## Your instructions:
When a line below contains the word "city", copy that line.

(Point-per-instance localization data)

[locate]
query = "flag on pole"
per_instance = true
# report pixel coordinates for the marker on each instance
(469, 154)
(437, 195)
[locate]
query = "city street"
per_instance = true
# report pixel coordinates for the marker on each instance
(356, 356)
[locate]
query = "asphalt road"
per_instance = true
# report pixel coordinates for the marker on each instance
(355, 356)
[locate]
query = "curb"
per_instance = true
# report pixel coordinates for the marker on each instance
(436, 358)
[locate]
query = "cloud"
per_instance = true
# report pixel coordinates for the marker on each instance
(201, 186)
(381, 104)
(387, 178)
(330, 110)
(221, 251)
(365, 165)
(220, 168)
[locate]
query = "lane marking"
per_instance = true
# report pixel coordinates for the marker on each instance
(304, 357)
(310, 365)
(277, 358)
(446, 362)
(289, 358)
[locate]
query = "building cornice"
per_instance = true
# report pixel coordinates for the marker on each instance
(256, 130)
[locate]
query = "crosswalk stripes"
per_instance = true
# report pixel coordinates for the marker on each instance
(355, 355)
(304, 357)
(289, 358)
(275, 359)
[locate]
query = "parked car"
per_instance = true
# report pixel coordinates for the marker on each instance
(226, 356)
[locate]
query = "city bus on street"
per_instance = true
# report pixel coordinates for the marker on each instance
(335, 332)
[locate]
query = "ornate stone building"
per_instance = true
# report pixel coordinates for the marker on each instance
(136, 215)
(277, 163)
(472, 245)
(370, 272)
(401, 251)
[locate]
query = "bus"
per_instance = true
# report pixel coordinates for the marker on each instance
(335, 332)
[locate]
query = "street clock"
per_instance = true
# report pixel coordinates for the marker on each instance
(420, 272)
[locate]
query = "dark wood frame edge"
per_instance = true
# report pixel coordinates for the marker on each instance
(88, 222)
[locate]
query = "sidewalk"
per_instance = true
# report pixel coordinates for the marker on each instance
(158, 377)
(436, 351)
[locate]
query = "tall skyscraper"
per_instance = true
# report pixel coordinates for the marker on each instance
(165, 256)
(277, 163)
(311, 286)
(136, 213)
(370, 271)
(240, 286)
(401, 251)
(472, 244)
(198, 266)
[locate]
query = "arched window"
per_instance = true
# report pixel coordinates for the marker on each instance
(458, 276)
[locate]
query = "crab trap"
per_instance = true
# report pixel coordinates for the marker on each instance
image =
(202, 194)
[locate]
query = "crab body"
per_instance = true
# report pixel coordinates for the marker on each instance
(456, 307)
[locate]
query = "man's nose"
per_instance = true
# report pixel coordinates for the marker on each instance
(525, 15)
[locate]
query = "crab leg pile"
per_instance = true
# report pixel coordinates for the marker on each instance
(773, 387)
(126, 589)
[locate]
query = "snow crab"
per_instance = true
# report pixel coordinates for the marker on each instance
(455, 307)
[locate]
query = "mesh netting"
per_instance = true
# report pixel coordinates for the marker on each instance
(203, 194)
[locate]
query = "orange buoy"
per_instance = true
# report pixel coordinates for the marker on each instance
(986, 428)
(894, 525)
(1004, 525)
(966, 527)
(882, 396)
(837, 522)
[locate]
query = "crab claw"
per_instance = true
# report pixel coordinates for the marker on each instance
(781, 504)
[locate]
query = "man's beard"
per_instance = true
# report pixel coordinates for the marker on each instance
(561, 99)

## Response to this exercise:
query = "city street"
query = "city bus on street"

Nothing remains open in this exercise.